» PROBLEM DETAILS
Copy each line of the data below that contains the string "statue". Case counts.

--- BEGIN ---

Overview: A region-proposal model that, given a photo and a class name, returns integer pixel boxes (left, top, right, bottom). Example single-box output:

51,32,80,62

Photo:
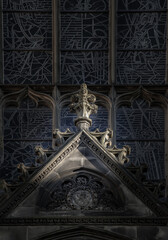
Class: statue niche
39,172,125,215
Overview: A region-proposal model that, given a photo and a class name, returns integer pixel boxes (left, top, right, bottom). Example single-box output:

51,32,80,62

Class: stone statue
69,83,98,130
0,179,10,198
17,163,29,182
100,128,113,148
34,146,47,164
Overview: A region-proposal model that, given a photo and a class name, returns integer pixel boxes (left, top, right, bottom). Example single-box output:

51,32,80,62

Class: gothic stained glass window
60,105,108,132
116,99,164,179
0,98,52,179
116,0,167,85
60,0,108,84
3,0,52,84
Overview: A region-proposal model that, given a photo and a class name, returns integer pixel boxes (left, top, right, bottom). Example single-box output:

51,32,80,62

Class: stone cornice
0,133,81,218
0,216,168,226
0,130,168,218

--- END ---
--- BEGIN ---

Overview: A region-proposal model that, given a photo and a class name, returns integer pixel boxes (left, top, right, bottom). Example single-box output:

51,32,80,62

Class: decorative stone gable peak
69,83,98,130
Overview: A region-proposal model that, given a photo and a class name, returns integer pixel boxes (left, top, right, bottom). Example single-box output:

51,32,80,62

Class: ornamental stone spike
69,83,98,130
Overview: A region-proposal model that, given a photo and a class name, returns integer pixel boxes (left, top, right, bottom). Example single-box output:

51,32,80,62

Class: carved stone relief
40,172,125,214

--- END ---
--- BEGIN ---

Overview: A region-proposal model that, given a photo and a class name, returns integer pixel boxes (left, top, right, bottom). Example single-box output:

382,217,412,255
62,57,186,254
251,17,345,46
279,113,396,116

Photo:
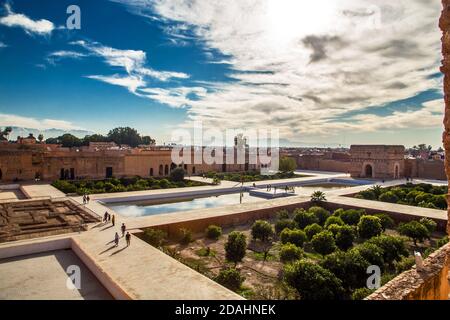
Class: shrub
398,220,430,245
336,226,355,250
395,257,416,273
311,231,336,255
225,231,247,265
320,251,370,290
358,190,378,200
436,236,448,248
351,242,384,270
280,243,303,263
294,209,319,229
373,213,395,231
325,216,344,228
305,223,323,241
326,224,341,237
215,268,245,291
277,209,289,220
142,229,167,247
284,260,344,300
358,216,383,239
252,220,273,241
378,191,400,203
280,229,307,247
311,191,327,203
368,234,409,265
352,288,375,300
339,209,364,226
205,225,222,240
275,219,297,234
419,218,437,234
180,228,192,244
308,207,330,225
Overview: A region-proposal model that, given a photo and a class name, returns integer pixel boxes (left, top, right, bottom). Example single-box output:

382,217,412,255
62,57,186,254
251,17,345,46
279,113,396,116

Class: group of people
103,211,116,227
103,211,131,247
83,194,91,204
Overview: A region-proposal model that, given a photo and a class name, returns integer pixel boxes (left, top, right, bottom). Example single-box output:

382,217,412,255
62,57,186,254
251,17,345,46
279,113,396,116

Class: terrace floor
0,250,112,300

--- END ---

» THE OUTPUT
Class: statue niche
Class: stone statue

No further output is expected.